→ WHAT NEEDS TO BE DONE
Could you retype the listing beneath, keeping each line exactly as it is?

→ SOURCE MATERIAL
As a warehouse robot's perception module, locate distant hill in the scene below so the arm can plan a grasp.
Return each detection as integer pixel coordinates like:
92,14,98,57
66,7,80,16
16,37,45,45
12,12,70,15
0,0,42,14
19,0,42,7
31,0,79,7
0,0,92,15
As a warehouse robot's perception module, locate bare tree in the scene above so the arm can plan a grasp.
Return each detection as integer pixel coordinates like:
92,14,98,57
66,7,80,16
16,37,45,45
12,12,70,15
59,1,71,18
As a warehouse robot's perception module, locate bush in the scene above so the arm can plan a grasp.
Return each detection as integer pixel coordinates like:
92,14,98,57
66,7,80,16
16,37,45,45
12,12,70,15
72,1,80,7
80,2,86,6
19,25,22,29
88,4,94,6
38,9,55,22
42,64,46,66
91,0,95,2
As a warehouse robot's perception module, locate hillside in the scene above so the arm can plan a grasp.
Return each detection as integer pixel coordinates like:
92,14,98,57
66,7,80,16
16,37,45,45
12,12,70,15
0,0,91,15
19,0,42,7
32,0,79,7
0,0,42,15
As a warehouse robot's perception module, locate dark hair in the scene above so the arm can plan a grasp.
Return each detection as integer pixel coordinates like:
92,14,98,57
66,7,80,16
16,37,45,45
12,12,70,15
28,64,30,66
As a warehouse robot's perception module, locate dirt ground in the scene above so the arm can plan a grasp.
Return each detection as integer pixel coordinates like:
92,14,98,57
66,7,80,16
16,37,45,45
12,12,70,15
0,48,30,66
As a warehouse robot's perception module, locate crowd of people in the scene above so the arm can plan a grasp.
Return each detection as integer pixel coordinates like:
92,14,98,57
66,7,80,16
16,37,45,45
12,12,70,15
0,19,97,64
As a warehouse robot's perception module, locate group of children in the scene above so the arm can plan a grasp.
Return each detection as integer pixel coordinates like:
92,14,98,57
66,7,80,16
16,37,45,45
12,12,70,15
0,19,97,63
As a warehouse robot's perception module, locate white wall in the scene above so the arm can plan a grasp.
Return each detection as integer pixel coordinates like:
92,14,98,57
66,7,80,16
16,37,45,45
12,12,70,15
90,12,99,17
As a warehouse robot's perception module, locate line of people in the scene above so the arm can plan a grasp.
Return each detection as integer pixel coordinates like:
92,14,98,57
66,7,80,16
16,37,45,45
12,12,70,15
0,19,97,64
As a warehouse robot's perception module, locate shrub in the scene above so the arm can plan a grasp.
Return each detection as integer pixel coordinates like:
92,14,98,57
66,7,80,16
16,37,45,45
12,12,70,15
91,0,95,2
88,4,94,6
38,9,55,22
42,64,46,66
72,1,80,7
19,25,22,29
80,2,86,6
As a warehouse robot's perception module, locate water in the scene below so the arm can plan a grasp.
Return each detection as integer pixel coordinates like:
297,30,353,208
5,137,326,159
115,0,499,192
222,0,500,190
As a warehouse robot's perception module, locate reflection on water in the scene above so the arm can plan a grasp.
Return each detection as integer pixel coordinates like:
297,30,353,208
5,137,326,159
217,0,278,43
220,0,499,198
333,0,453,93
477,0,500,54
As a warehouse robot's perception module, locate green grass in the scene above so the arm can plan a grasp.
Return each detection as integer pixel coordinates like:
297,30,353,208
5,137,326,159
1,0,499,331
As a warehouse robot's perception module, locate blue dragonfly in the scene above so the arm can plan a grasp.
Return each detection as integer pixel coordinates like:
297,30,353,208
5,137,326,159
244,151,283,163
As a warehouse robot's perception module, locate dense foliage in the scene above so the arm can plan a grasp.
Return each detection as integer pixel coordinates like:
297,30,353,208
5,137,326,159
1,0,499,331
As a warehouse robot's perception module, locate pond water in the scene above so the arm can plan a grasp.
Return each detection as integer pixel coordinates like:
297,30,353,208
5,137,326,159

→ THE ANSWER
As a warehouse robot's perception module, locate distant hill in the scene below so the arm can plan a grasp.
Return each detection as integer pixel coordinates like:
92,14,98,57
66,7,80,16
16,37,45,45
12,12,70,15
0,0,42,14
19,0,42,7
31,0,79,7
0,0,92,15
As a warehouse robot's perception module, locate bare tree in the scene above so the arm can plan a grasp.
Return each detection as integer pixel coordinates like:
92,14,98,57
66,7,80,16
16,37,45,45
12,12,70,15
59,1,71,18
As a warehouse robot's perception module, locate bush in the scene above so the arm can plan a grasp.
Return each detection as integer pixel coordinates like:
92,14,98,57
66,7,80,16
16,37,45,45
12,12,70,15
72,1,80,7
80,2,86,6
19,25,22,29
88,4,94,6
38,9,55,22
42,64,46,66
91,0,95,2
As a warehouse robot's perception module, locate hillside in the scene above so the arm can plan a grasp.
Return each detection as integer pixel coordinates like:
92,14,98,57
66,7,80,16
16,37,45,45
12,12,70,15
0,0,91,15
19,0,42,7
32,0,79,7
0,0,42,15
As a warehouse robot's perception module, locate dark hair in the scene above so the arm can plan a grasp.
Return each detection as integer pixel coordinates like:
92,14,98,57
66,7,80,16
16,37,45,45
12,12,70,15
28,64,30,66
As a warehouse robot's perception module, locate dirt ground in the scene above so the arm can plan a grasp.
Return each detection as integer pixel coordinates like:
92,14,98,57
66,7,80,16
16,37,45,45
12,12,70,15
0,48,30,66
As a warehouse robot's perception module, locate crowd of people in the scene above so the arm can plan a grasp.
Return each detection as integer pixel coordinates like:
92,14,98,57
66,7,80,16
16,37,45,45
12,12,70,15
0,19,97,64
As a warehouse robot's perception module, locate group of children in the scene above so the arm can plan a grasp.
Return each detection as integer pixel coordinates like:
92,14,98,57
66,7,80,16
16,37,45,45
12,12,70,15
0,19,97,63
As a warehouse robot's perception module, locate white wall in the scene above so the arm can plan a grasp.
Return each detection as integer pixel coordinates like:
92,14,98,57
66,7,80,16
16,37,45,45
12,12,70,15
90,12,99,17
As a warehouse robot's perception module, locate line of people in the scene above so the arm can plan a grasp.
Return each detection as integer pixel coordinates like:
92,14,98,57
66,7,80,16
16,37,45,45
12,12,70,15
0,19,97,64
As a warehouse robot's perception module, locate shrub in the scene above so the arm can plan a grasp.
Return each detection as integer pixel coordinates like:
92,14,98,57
66,7,80,16
16,37,45,45
12,12,70,15
91,0,95,2
88,4,94,6
38,9,55,22
42,64,46,66
72,1,80,7
19,25,22,29
80,2,86,6
As a warehouse robot's perception module, locate water in the scene below so the arm can plan a grasp.
Return each detection as integer pixel coordinates like:
297,30,353,208
5,137,326,159
115,0,499,192
222,0,500,190
As a warehouse robot's perception module, locate reflection on water in the scene above so the arm can plan a grasp.
Return each detection as integer pixel coordinates like:
297,30,353,208
5,137,326,159
217,0,278,43
220,0,499,198
333,0,453,93
477,0,500,54
As a warehouse robot's perception module, locate green grass in the scene above so the arm can plan a grasp.
Return each detection as integer pixel coordinates like:
297,30,353,208
5,137,326,159
1,0,499,331
As a warehouse robot's perception module, locate blue dragonfly in the scene above so the arm can plan a grasp.
Return each detection as integer pixel coordinates like:
297,30,353,208
5,137,326,159
244,151,283,163
As a warehouse robot's perception module, locate dense foliage in the scene above so the arm can plan a grasp.
Return each detection as integer pixel coordinates like:
297,30,353,208
5,137,326,159
1,0,499,331
As a warehouse robot's perception module, locate pond water in the scene above so the arm can plan a grasp.
Return each detection as integer pixel coordinates like:
297,30,353,208
5,137,326,159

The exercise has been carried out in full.